## WORK INSTRUCTION
Return the article below on South Carolina's pandemic relief spending verbatim, from the headline through the final sentence.

## EXERCISE PASSAGE
- - - - -

How South Carolina may spend $2.5B in pandemic relief money
COLUMBIA, S.C. (WIS) - When the state Senate and House of Representatives return to Columbia in two weeks for their regular legislative session, a major item on their agenda will be determining how to spend billions of dollars in pandemic relief.
South Carolina is receiving about $2.5 billion in State Fiscal Recovery Fund money through the American Rescue Plan Act, the nearly $2 trillion pandemic relief package President Joe Biden signed into law last March.
“These funds present us in South Carolina with a once-in-a-lifetime opportunity to make big, bold, and transformative investments,” Gov. Henry McMaster said Oct. 28.
That day, the governor announced one of a few proposals released throughout the fall for how he would like the state legislature to allocate the ARPA funding — a half-billion-dollar plan to modernize and improve water, stormwater, and wastewater infrastructure in rural areas.
“We would expect to be able to assist quite a number of people with these funds,” SC Rural Infrastructure Authority Executive Director Bonnie Ammons said during a news conference in Great Falls.
On Sept. 2, McMaster asked lawmakers to put $360 million of this funding toward a major project to widen I-26 between Columbia and Charleston.
State Transportation Secretary Christy Hall said putting that money toward this project would speed its completion by several years.

- - - - -

## PROVIDED MATERIAL
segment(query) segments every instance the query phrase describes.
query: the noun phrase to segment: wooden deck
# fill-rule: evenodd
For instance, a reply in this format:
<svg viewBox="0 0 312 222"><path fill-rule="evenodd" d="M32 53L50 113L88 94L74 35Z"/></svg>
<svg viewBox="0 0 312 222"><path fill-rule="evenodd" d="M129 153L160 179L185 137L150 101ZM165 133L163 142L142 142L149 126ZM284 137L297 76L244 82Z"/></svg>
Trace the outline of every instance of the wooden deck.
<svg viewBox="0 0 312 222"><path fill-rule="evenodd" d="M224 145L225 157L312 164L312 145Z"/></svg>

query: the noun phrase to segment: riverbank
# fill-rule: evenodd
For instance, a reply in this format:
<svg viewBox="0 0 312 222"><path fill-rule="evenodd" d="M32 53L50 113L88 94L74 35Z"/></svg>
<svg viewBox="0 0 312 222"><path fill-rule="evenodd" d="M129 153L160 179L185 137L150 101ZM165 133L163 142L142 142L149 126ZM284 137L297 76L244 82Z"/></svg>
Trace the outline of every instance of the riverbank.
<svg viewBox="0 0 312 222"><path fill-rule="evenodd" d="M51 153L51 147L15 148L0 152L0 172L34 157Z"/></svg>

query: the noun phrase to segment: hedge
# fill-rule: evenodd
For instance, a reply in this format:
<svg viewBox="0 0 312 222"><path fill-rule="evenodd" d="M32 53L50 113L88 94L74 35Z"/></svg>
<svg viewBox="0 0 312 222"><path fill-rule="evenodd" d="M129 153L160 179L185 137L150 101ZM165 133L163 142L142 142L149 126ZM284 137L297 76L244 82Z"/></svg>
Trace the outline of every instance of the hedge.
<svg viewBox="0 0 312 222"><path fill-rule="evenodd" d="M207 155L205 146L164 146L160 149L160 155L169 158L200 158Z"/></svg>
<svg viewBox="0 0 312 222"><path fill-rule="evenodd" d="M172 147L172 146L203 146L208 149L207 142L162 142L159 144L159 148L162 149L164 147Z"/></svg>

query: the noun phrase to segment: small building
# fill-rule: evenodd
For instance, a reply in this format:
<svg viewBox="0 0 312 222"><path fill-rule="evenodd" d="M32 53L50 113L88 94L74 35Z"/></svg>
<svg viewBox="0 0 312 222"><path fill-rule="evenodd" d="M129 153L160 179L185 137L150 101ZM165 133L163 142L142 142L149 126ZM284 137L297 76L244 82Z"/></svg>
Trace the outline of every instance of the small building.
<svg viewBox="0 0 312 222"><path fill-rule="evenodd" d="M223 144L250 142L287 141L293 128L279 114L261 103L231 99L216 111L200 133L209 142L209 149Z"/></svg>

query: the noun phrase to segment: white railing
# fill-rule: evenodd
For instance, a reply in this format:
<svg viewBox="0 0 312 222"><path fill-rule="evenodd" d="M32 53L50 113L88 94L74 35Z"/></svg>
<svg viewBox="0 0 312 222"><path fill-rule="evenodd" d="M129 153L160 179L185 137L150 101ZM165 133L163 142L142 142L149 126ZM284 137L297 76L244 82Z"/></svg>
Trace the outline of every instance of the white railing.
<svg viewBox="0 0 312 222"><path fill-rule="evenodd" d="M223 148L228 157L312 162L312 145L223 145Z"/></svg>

- - - - -

## SOLUTION FOR THIS EXERCISE
How South Carolina may spend $2.5B in pandemic relief money
COLUMBIA, S.C. (WIS) - When the state Senate and House of Representatives return to Columbia in two weeks for their regular legislative session, a major item on their agenda will be determining how to spend billions of dollars in pandemic relief.
South Carolina is receiving about $2.5 billion in State Fiscal Recovery Fund money through the American Rescue Plan Act, the nearly $2 trillion pandemic relief package President Joe Biden signed into law last March.
“These funds present us in South Carolina with a once-in-a-lifetime opportunity to make big, bold, and transformative investments,” Gov. Henry McMaster said Oct. 28.
That day, the governor announced one of a few proposals released throughout the fall for how he would like the state legislature to allocate the ARPA funding — a half-billion-dollar plan to modernize and improve water, stormwater, and wastewater infrastructure in rural areas.
“We would expect to be able to assist quite a number of people with these funds,” SC Rural Infrastructure Authority Executive Director Bonnie Ammons said during a news conference in Great Falls.
On Sept. 2, McMaster asked lawmakers to put $360 million of this funding toward a major project to widen I-26 between Columbia and Charleston.
State Transportation Secretary Christy Hall said putting that money toward this project would speed its completion by several years.